### EXCERPTED PASSAGE
* Begin *

Frequently Asked Questions

What is the most efficient way to find duplicates in an array?
Use a HashSet to track seen elements and a second set to collect duplicates. For each element, check if it exists in the visited set. If yes, it is a duplicate. This runs in O(n) average time for detection, plus O(k log k) for sorting the k duplicates. The overall complexity is O(n log n) in the worst case when many elements are duplicates.
Why use a TreeSet instead of a HashSet for the duplicates?
A TreeSet automatically maintains elements in sorted order, which satisfies the requirement that the result be sorted. Using a HashSet for duplicates would require a separate sorting step at the end. In Java, TreeSet uses a red-black tree internally, giving O(log n) insertion and guaranteed sorted iteration.
What is the time complexity of this solution?
The time complexity is O(n log n) where n is the array length. Iterating through the array is O(n). Each insertion into the TreeSet is O(log n) in the worst case. If you use a HashSet for duplicates instead, detection is O(n) average but you need O(k log k) to sort the k duplicates at the end.

* End *

### DATA SUPPLIED

* Begin *

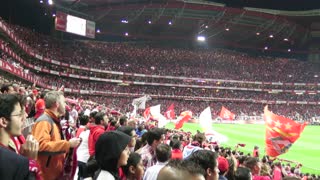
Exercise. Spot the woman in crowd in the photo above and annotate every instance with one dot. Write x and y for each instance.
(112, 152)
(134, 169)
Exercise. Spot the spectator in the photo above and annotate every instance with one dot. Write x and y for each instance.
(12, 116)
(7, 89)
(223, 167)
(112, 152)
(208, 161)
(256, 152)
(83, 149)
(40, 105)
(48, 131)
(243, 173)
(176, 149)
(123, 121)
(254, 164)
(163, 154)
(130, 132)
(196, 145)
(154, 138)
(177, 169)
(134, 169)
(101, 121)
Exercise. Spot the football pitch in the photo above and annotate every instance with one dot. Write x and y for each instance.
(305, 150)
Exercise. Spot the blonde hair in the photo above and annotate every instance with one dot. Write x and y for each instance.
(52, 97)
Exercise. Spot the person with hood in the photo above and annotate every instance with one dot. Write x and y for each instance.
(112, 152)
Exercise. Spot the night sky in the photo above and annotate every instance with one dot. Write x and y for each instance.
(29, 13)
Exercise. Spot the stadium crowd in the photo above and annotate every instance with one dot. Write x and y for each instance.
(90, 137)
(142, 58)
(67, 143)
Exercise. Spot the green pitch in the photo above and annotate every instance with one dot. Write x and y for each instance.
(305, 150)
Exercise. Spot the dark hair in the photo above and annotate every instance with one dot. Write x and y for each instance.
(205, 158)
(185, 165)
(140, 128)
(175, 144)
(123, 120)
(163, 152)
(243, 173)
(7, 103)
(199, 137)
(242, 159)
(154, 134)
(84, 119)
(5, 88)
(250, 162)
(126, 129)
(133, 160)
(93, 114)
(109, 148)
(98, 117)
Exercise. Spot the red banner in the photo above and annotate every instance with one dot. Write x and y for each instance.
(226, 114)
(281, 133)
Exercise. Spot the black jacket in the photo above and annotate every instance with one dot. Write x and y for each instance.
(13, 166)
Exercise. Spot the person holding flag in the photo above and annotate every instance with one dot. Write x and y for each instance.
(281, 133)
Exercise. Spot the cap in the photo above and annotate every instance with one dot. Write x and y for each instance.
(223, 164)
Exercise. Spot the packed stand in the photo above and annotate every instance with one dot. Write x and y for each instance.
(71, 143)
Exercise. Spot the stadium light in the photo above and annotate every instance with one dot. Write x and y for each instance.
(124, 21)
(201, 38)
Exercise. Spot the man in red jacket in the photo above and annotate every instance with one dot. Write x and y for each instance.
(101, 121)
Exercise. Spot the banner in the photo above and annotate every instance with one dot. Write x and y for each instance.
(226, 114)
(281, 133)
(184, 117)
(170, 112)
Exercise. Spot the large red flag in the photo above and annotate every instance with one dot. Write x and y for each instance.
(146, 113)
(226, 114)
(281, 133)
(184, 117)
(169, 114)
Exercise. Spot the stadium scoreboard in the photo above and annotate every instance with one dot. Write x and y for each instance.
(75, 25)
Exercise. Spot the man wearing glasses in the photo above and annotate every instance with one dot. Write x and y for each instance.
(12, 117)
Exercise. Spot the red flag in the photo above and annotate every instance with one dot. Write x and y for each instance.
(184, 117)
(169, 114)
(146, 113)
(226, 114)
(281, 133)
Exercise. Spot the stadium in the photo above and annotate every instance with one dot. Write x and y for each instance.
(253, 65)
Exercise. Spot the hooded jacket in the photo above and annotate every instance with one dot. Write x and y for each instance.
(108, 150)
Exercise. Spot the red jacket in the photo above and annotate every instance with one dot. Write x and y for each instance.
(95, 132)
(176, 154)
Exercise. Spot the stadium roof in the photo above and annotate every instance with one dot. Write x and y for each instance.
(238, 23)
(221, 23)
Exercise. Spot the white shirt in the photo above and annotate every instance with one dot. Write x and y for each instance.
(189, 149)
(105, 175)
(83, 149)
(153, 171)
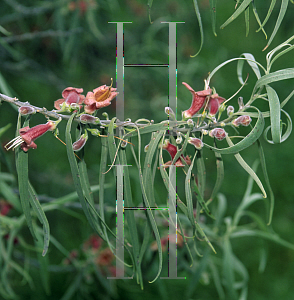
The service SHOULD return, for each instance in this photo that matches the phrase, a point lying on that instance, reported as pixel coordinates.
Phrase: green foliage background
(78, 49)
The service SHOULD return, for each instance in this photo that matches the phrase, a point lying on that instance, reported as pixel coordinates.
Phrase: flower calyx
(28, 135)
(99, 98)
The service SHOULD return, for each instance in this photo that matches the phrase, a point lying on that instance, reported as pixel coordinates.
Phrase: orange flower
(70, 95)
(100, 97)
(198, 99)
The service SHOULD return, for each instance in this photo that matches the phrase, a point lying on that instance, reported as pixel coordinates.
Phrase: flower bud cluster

* End *

### WHAT THE EXERCISE ASKS
Continue the FAQ on finding duplicates in an array from its last answer.

### EXERCISE RESPONSE
What is the space complexity of this solution?
The space complexity is O(n) because the visited set may store up to n elements (when all elements are unique). The duplicate set stores at most n/2 elements. Together, the auxiliary space is linear in the size of the input array.
How does this problem differ from checking if any duplicate exists?
The simpler 'contains duplicate' variant only needs a boolean answer and can return true as soon as a single duplicate is found. This problem requires collecting all duplicates, deduplicating them, and returning them sorted. You cannot short-circuit on the first duplicate because you need to find every duplicate in the array.
Can you solve this problem without extra space?
If the array can be modified, you can sort it in-place in O(n log n) time and then scan for adjacent equal elements in O(n) time, using O(1) extra space. However, sorting mutates the input, which may not be acceptable. The HashSet approach preserves the original array at the cost of O(n) space.
How do you handle negative numbers and duplicates?
HashSet and TreeSet handle negative integers the same as positive ones. The comparison and hashing operations work correctly for all integer values within the constraint range of -10^9 to 10^9. The sorted output will place negative duplicates before positive ones, as expected.
What are real-world applications of duplicate detection?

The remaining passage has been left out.